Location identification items
--*--

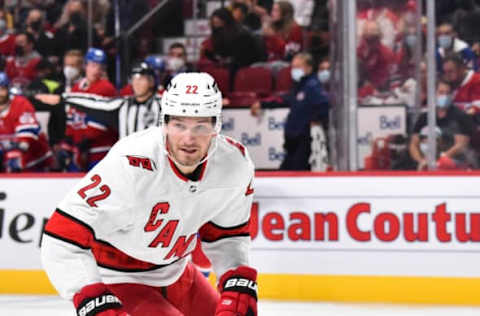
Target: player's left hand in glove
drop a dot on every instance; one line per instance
(238, 290)
(97, 300)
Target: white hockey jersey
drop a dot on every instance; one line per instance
(134, 218)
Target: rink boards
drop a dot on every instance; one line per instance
(376, 237)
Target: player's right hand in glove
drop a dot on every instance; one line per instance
(13, 161)
(97, 300)
(238, 290)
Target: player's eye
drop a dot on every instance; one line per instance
(202, 130)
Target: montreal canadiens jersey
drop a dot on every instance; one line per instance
(134, 218)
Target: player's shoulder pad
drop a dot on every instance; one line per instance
(23, 103)
(234, 154)
(140, 151)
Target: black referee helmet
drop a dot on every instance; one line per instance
(143, 69)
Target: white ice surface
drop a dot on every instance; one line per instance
(54, 306)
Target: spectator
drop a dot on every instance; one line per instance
(24, 146)
(8, 18)
(455, 129)
(375, 59)
(379, 12)
(229, 43)
(7, 40)
(274, 45)
(405, 62)
(243, 12)
(449, 43)
(324, 73)
(465, 84)
(21, 69)
(285, 27)
(44, 41)
(127, 114)
(308, 104)
(47, 82)
(72, 68)
(157, 65)
(73, 29)
(93, 139)
(177, 62)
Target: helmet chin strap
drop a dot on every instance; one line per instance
(211, 150)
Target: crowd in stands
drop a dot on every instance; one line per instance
(263, 53)
(392, 61)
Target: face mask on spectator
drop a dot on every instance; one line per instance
(297, 74)
(70, 72)
(174, 64)
(36, 25)
(424, 148)
(19, 51)
(443, 101)
(411, 40)
(372, 39)
(324, 76)
(3, 25)
(445, 41)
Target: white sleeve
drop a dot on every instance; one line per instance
(226, 238)
(68, 266)
(80, 222)
(93, 101)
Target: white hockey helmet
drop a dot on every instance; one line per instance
(193, 94)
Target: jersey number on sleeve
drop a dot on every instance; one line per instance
(102, 196)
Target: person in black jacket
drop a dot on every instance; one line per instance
(125, 114)
(230, 43)
(308, 103)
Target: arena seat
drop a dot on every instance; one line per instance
(222, 76)
(254, 79)
(283, 81)
(244, 99)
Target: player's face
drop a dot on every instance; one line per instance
(188, 138)
(3, 96)
(93, 71)
(141, 85)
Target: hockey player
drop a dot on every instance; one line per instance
(87, 135)
(127, 114)
(118, 243)
(23, 145)
(157, 64)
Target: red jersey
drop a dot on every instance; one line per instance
(81, 128)
(377, 61)
(22, 70)
(7, 45)
(467, 95)
(127, 90)
(19, 124)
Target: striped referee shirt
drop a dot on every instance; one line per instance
(124, 114)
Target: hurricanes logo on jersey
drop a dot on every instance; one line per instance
(166, 232)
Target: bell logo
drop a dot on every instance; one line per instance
(247, 140)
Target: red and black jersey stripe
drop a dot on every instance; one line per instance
(69, 229)
(211, 232)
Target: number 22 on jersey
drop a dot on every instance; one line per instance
(96, 180)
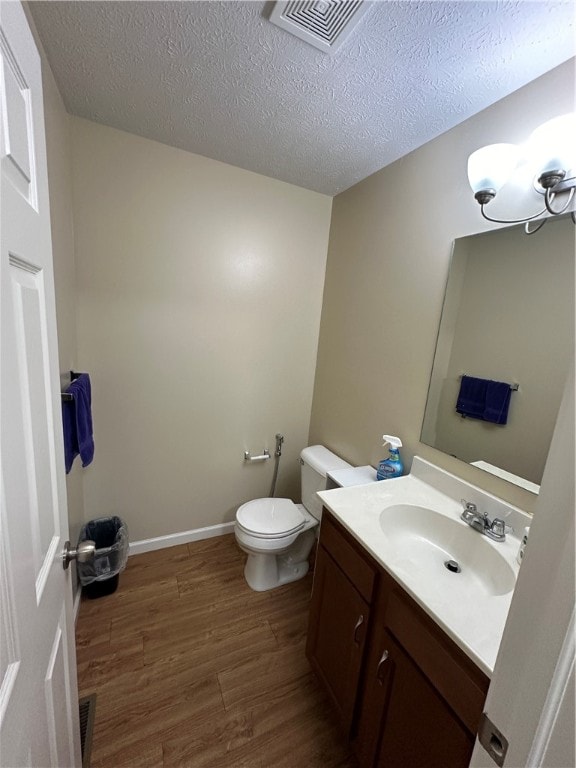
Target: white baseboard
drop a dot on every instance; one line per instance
(173, 539)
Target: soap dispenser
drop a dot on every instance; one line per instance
(391, 466)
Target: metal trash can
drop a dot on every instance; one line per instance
(100, 575)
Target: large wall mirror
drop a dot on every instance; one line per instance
(508, 316)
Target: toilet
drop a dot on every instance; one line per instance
(277, 534)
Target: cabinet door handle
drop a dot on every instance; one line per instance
(357, 627)
(383, 658)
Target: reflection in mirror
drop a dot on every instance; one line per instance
(508, 316)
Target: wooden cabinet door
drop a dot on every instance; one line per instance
(336, 635)
(418, 727)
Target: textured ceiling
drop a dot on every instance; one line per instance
(218, 79)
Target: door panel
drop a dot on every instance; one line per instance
(38, 692)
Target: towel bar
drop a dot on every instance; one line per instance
(66, 396)
(262, 457)
(514, 387)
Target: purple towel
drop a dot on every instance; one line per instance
(484, 399)
(77, 423)
(497, 402)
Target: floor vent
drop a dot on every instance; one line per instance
(325, 24)
(87, 707)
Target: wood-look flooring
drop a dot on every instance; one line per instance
(193, 668)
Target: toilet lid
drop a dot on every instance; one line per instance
(270, 517)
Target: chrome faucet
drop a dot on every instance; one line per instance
(495, 529)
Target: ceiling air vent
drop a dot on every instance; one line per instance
(325, 24)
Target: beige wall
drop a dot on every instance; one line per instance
(58, 149)
(390, 243)
(199, 290)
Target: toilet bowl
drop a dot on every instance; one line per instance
(277, 534)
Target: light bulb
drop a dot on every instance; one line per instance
(490, 167)
(552, 146)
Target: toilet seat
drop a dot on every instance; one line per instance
(270, 518)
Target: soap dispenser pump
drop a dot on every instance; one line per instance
(391, 466)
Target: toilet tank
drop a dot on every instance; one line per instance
(315, 461)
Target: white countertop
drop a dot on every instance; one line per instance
(475, 622)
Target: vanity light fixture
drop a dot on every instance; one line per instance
(551, 152)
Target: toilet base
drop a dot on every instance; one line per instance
(267, 571)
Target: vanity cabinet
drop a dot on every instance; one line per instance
(411, 697)
(344, 581)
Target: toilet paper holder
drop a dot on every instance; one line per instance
(263, 456)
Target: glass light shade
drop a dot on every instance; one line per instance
(552, 146)
(490, 167)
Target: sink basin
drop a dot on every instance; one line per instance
(424, 540)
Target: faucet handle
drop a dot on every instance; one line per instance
(498, 529)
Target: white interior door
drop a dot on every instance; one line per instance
(38, 689)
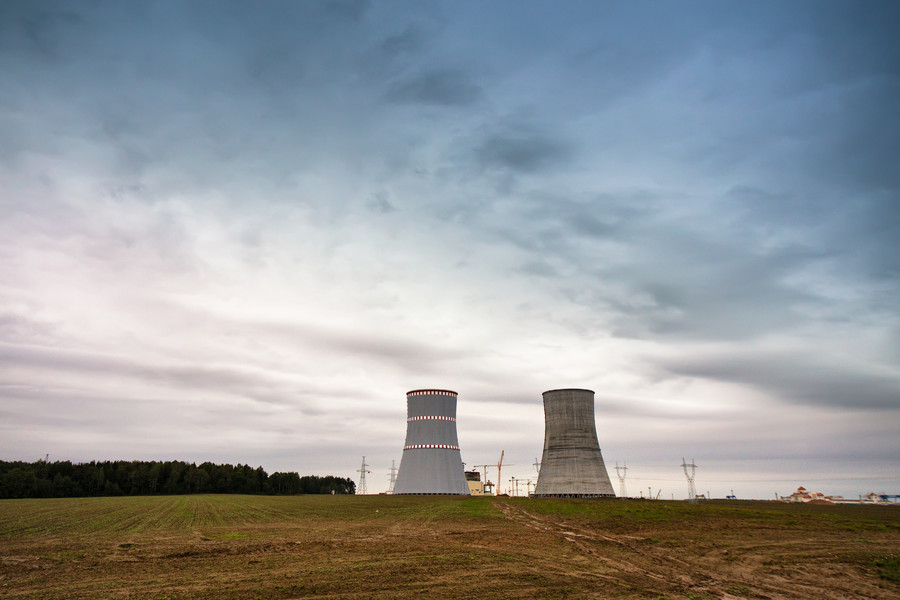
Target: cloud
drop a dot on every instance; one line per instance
(441, 87)
(798, 377)
(521, 151)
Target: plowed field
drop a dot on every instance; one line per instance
(442, 547)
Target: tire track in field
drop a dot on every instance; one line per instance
(663, 566)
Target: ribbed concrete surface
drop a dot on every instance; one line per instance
(424, 469)
(571, 465)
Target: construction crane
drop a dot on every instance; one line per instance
(499, 469)
(486, 482)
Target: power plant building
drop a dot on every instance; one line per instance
(431, 462)
(571, 465)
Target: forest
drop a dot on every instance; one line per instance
(65, 479)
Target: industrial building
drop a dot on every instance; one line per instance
(572, 464)
(431, 462)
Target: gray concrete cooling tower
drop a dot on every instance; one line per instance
(571, 466)
(431, 462)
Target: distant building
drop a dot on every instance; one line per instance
(802, 495)
(476, 486)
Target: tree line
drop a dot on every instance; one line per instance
(64, 479)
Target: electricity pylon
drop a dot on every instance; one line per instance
(362, 478)
(692, 493)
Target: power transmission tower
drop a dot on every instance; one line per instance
(362, 478)
(621, 475)
(393, 476)
(692, 493)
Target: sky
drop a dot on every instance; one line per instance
(241, 232)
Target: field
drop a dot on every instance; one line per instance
(441, 547)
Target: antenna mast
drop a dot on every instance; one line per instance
(692, 493)
(621, 475)
(362, 478)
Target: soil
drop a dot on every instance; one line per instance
(410, 547)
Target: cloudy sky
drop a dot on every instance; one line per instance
(240, 233)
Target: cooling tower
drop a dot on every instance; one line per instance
(431, 462)
(571, 466)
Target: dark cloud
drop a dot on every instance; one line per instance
(442, 87)
(521, 151)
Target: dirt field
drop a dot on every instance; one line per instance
(440, 547)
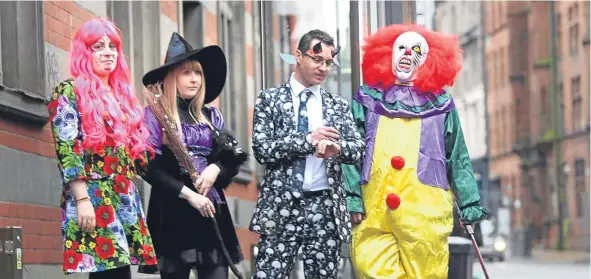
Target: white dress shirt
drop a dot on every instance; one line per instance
(315, 178)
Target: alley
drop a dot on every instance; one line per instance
(523, 269)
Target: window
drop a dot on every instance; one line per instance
(502, 65)
(581, 188)
(558, 35)
(578, 117)
(26, 96)
(227, 97)
(233, 101)
(193, 23)
(561, 100)
(543, 107)
(503, 132)
(573, 30)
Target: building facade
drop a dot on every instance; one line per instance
(35, 40)
(538, 110)
(464, 19)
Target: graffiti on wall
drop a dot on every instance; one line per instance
(52, 69)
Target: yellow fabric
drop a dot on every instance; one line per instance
(411, 241)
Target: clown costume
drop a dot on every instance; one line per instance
(416, 162)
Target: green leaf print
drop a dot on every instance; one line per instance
(123, 258)
(136, 236)
(71, 161)
(65, 148)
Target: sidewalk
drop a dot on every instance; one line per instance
(554, 256)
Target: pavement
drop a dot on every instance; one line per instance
(530, 269)
(555, 256)
(543, 264)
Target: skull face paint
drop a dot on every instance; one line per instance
(410, 51)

--*--

■ What is needed ■
Take the lines from the one containing "Target: power transmission tower" through the final line of the listing above and print them exactly, including both ends but no pictures.

■ Task answer ■
Target: power transmission tower
drop a dot on every instance; one line per instance
(362, 478)
(621, 475)
(393, 476)
(692, 493)
Target: sky
drop a dot on every instance; one line per instance
(241, 232)
Target: field
drop a dot on every instance; one line per instance
(441, 547)
Target: antenna mast
drop a dot on every instance; one line per instance
(692, 493)
(621, 475)
(362, 478)
Target: soil
drop a dot on every instance; one line per instance
(410, 547)
Target: cloudy sky
drop a dot on every instance; one line per instance
(240, 233)
Target: cooling tower
drop a dot on every instance; one line per instance
(431, 462)
(571, 466)
Target: dark cloud
drop a dot on every instance; one line per instance
(442, 87)
(521, 151)
Target: dirt field
drop a dot on every instance; one line per instance
(440, 547)
Target: white dress shirt
drop a dot on every instance; one line per instance
(315, 178)
Target: alley
drop a dot on every instance; one line per instance
(523, 269)
Target: window
drop a dot on every instance; one line per instance
(502, 65)
(581, 188)
(558, 35)
(578, 117)
(26, 96)
(227, 97)
(233, 101)
(193, 23)
(561, 100)
(543, 107)
(503, 132)
(573, 30)
Target: building facade
drop a dot on every instance; one line per instance
(35, 40)
(538, 110)
(464, 19)
Target: graffiti on wall
drop a dot on every instance; one line per instance
(52, 69)
Target: yellow fabric
drop a dot on every instance; one line per instance
(411, 241)
Target: clown costume
drop a dot on every instance; one line per instance
(416, 162)
Target: green leaf print
drop a dot on every instance; one line per instance
(123, 258)
(136, 236)
(71, 161)
(65, 148)
Target: sidewalk
drop a dot on every instance; one line per instance
(554, 256)
Target: pavement
drop a dot on every instance; one line per instance
(530, 269)
(555, 256)
(543, 264)
Target: skull face paint
drop a dot on every instance; one line per instance
(410, 51)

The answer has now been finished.